_THE PROBLEM_
Write the next part of the abstract on Cretaceous and Eocene basaltic volcanism in the Big Bend area, starting after its last sentence.

_DOCUMENT PASSAGE_
______

2007 GSA Denver Annual Meeting (28–31 October 2007)

Paper No. 12
Presentation Time: 11:00 AM

NEWLY RECOGNIZED CRETACEOUS AND EOCENE BASALTIC PHREATOMAGMATIC VOLCANISM IN THE BIG BEND AREA, WEST TEXAS


HANSON, Richard1, BEFUS, Kenneth S.2, BREYER, John1, BUSBEY, Arthur3, LEHMAN, Thomas4 and MIGGINS, Daniel5, (1)Department of Geology, Texas Christian University, TCU Box 298830, Fort Worth, TX 76129, (2)5051 148th Ave, Bellevue, WA 98007, (3)School of Geology, Energy & the Environment, Texas Christian University, TCU Box 298830, Fort Worth, TX 76129, (4)Geosciences, Texas Tech Univ, 2824 23rd, Lubbock, TX 79410, (5)USGS, MS 974, Box 25046, DFC, Denver, CO 80225, r.hanson@tcu.edu

Recent work has documented previously unknown Cretaceous and Eocene episodes of explosive basaltic phreatomagmatism in and near Big Bend National Park. The Cretaceous episode is recorded by proximal base-surge and pyroclastic fall deposits that intertongue with or are overlain by terrigenous Campanian strata of the upper part of the Aguja Formation. These deposits have been found in a fault block on the southern flank of the Rosillos Mountains just outside the park, and on Peña Mountain, 40 km to the SW inside the park. They contain coarse ballistic clasts with impact sags, and are interpreted to have accumulated on the flanks of maar volcanoes. Deposits of at least two coalescing maars and a partly preserved crater margin are present at Peña Mountain. The basaltic tephra is intermixed with large amounts of Aguja sand and mud, indicating that explosive eruptions were initiated when uprising magma encountered groundwater-rich sediments in the shallow subsurface.

______

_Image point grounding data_
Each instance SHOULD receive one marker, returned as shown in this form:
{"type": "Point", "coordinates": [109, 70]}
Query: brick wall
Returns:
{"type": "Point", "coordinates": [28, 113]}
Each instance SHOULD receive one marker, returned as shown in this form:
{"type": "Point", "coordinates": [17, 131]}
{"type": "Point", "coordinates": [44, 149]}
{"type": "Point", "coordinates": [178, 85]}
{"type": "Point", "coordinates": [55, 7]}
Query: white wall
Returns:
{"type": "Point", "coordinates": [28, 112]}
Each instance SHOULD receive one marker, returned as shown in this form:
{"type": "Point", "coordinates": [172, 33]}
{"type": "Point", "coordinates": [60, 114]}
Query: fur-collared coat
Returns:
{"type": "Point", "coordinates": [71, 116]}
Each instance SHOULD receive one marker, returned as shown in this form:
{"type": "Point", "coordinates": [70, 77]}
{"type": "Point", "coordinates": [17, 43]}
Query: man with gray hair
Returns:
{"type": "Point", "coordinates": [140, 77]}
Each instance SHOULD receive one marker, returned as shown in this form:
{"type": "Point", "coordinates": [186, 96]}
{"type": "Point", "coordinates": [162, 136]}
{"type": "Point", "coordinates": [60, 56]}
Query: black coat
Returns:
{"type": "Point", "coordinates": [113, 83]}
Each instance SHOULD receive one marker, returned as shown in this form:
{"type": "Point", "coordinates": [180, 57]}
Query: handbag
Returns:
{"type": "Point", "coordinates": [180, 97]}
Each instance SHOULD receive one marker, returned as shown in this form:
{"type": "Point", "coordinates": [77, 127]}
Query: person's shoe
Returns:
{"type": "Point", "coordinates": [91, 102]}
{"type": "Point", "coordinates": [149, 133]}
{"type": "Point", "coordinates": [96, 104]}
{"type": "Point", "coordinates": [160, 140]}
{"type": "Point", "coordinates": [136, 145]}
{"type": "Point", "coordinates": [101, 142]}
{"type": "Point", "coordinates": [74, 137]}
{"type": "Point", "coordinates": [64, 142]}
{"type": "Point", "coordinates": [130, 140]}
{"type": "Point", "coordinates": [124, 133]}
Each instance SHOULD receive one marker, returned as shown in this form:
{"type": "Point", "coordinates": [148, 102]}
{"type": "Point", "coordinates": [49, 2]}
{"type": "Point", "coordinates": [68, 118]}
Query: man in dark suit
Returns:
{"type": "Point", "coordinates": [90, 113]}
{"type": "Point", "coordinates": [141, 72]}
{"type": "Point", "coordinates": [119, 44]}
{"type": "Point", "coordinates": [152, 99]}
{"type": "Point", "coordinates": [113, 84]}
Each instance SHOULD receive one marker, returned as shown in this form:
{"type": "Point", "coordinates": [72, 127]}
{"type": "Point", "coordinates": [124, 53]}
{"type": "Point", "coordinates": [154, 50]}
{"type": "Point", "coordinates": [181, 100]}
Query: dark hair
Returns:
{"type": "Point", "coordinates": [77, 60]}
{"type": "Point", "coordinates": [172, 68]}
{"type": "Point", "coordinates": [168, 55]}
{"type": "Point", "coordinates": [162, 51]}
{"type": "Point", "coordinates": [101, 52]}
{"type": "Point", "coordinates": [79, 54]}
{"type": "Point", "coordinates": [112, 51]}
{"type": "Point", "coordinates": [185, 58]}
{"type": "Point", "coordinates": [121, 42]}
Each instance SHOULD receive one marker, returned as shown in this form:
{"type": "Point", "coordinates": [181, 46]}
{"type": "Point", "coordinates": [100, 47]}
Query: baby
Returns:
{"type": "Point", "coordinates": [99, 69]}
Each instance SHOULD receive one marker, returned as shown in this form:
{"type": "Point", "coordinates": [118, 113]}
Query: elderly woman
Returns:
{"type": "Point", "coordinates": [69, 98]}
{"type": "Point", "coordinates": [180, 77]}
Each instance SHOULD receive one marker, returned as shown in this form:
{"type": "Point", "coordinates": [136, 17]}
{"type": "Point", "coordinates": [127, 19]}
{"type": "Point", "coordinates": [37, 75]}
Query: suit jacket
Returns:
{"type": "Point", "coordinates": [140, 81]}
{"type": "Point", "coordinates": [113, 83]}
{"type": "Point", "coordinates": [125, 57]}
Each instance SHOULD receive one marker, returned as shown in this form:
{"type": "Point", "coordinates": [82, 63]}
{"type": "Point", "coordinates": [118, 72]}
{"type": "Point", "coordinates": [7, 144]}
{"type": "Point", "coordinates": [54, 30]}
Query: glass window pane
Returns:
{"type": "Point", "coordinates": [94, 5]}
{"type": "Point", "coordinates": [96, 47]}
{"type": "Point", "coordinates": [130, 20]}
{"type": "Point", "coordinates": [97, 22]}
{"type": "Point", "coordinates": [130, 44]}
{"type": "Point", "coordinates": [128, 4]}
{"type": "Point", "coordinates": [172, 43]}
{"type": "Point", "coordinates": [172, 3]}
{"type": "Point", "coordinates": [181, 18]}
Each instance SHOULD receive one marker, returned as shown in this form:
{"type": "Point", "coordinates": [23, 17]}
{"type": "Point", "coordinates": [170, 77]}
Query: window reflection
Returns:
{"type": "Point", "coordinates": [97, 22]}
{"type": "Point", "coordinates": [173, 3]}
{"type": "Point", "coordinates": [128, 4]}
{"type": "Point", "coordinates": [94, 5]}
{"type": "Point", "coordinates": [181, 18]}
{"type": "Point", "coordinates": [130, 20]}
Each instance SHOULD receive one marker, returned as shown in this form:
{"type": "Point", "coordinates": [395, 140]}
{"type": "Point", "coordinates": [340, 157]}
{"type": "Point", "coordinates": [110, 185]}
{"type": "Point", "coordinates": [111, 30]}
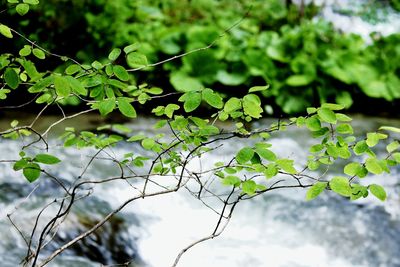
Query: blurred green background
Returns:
{"type": "Point", "coordinates": [287, 45]}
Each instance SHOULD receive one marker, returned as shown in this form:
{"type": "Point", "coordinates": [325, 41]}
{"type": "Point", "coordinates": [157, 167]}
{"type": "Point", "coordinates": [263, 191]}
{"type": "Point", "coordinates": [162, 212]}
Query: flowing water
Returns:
{"type": "Point", "coordinates": [361, 17]}
{"type": "Point", "coordinates": [278, 229]}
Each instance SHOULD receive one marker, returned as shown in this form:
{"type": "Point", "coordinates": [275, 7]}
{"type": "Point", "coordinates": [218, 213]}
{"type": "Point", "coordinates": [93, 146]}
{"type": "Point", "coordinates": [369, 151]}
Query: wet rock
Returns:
{"type": "Point", "coordinates": [110, 244]}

______

_EXERCISE RESPONSE_
The Eocene episode is represented by basaltic diatreme complexes up to 250 m across that occur on the southern flank of the Rosillos Mountains and are associated with a dike swarm extending from the Christmas Mountains igneous center to the west. The diatremes show typical features of root zones to phreatomagmatic vents and are inferred to be feeders of maar volcanoes now eroded away. They contain coherent to peperitic basalt that intrudes intensely disrupted Upper Cretaceous to Eocene fluvial strata, some of which slumped several hundred meters downward into the conduits during vent excavation. The associated dikes have yielded published K-Ar dates of 44-40 Ma; 40Ar/39Ar dating of samples from the diatremes is in progress.

Monogenetic volcanoes of the type described here typically occur in clusters, and additional phreatomagmatic vents of similar ages almost certainly remain to be discovered in the region. The Cretaceous maars appear to represent a westward continuation of the intraplate Balcones igneous province along the buried frontal zone of the Ouachita belt. The Eocene diatremes were emplaced during early stages of Cenozoic Trans-Pecos magmatism. Both episodes record climatic and depositional regimes in which sediments at shallow levels beneath the surface contained sufficient groundwater to drive explosive phreatomagmatism.